Task input —
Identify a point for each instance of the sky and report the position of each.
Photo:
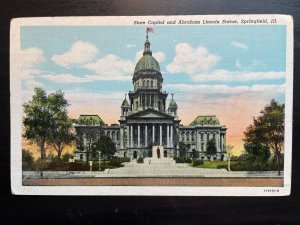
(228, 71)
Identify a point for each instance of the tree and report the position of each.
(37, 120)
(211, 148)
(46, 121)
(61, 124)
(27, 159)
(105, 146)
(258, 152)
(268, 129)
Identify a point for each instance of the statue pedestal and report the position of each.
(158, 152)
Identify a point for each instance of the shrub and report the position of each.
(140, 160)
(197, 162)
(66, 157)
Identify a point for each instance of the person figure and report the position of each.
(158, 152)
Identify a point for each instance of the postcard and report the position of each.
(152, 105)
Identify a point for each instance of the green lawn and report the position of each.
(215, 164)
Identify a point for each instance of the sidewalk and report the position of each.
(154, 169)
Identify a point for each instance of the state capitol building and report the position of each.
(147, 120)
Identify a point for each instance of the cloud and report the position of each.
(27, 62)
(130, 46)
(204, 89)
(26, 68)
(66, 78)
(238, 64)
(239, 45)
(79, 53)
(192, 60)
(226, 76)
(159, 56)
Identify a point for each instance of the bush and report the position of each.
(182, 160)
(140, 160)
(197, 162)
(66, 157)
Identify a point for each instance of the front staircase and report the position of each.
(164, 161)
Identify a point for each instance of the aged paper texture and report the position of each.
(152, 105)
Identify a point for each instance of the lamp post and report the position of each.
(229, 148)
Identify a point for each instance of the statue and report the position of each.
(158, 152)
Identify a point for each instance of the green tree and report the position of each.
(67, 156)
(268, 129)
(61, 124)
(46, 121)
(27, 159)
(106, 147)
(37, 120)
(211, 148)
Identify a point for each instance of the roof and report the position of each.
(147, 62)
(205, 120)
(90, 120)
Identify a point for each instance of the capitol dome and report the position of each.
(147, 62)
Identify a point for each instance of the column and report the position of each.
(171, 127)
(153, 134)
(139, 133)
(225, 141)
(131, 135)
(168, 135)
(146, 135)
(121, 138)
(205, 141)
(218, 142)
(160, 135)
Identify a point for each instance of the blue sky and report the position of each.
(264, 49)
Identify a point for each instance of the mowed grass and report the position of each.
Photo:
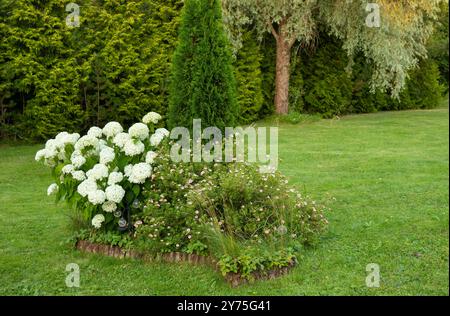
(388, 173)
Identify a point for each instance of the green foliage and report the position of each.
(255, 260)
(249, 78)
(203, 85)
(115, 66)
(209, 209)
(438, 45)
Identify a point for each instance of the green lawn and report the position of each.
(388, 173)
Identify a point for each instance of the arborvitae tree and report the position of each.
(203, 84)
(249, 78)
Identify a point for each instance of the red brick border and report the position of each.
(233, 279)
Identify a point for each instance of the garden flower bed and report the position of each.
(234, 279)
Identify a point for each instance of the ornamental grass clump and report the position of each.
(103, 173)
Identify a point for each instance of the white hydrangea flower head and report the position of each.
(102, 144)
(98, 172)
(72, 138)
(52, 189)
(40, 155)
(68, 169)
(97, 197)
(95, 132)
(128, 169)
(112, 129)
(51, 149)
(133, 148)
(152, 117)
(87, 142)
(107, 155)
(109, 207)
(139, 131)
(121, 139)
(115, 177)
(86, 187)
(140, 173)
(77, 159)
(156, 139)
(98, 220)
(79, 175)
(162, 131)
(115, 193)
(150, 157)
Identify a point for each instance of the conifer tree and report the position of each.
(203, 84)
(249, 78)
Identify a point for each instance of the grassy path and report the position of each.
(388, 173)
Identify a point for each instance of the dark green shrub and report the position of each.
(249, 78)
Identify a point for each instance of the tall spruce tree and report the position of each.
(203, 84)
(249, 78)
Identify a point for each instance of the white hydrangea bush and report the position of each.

Exercise details —
Quote the entries above word for word. Leave the images out.

Exercise result —
Identify a point for each instance of the sky and report the position of each.
Photo:
(228, 71)
Identify a point for each instance of the tree and report the position of each.
(37, 120)
(211, 148)
(46, 121)
(61, 124)
(27, 159)
(105, 146)
(258, 152)
(268, 129)
Identify a point for each instance of the statue pedestal and report the position of each.
(158, 152)
Identify a point for each instance of the shrub and report the position of each.
(140, 160)
(197, 162)
(66, 157)
Identify a point for each instance of the person figure and report the position of each.
(158, 152)
Identify a point for each instance of the postcard and report the position of each.
(152, 105)
Identify a point for each instance of the green lawn and report the position of each.
(215, 164)
Identify a point for each instance of the sidewalk and report the position of each.
(154, 169)
Identify a point for each instance of the state capitol building and report the position of each.
(147, 120)
Identify a point for each instance of the cloud and report the position of each.
(27, 62)
(130, 46)
(204, 89)
(26, 68)
(66, 78)
(238, 64)
(239, 45)
(79, 53)
(192, 60)
(226, 76)
(159, 56)
Identify a point for each instance of the bush and report the position of each.
(182, 160)
(140, 160)
(197, 162)
(66, 157)
Identify a point for each instance of the front staircase and report the position of each.
(164, 161)
Identify a point for each instance of the aged paper texture and report the position of each.
(152, 105)
Identify a point for each instance of the lamp post and report the position of each.
(229, 148)
Identify a point for each instance of the statue and report the position of each.
(158, 152)
Identify a point for each instance of the green tree and report the position of each.
(67, 156)
(268, 129)
(61, 124)
(46, 121)
(27, 159)
(106, 147)
(37, 120)
(211, 148)
Identify a point for each instance of the roof and report the position of each.
(147, 62)
(205, 120)
(90, 120)
Identify a point for each instance of the capitol dome and report the position of each.
(147, 62)
Identify a point for each instance of the column and report the position of each.
(171, 127)
(153, 134)
(139, 133)
(225, 141)
(131, 135)
(168, 135)
(146, 135)
(121, 138)
(205, 141)
(218, 142)
(160, 135)
Identify a point for each instance of the blue sky and report the position of each.
(264, 49)
Identify a point for each instance of the mowed grass and report the position of each.
Photo:
(388, 173)
Identify a point for each instance of the green foliage and report the position of each.
(255, 260)
(249, 78)
(203, 85)
(115, 66)
(209, 209)
(438, 45)
Identify a point for each instance of the green lawn and report the position of each.
(388, 173)
Identify a point for each instance of the arborvitae tree and report the position of each.
(203, 84)
(249, 78)
Identify a point for each instance of the red brick border and report the position of each.
(233, 279)
Identify a point for each instance of the garden flower bed and report the position of each.
(234, 279)
Identify a point for each instance of the ornamental grass clump and report the position of each.
(103, 173)
Identify a point for each instance of the white hydrangea flower head and report the position of each.
(102, 144)
(98, 172)
(72, 138)
(52, 189)
(40, 155)
(68, 169)
(97, 197)
(95, 132)
(128, 169)
(112, 129)
(51, 149)
(133, 148)
(152, 117)
(87, 142)
(107, 155)
(109, 207)
(139, 131)
(121, 139)
(115, 177)
(86, 187)
(140, 173)
(77, 159)
(156, 139)
(98, 220)
(79, 175)
(162, 131)
(115, 193)
(150, 157)
Identify a point for each instance of the conifer tree and report the position of each.
(203, 84)
(249, 78)
Identify a point for each instance of the grassy path and report the position of each.
(388, 173)
Identify a point for each instance of the dark green shrub and report the position of each.
(249, 78)
Identify a point for each instance of the tall spruce tree and report the position of each.
(203, 84)
(249, 78)
Identify a point for each instance of the white hydrangea bush and report the position of each.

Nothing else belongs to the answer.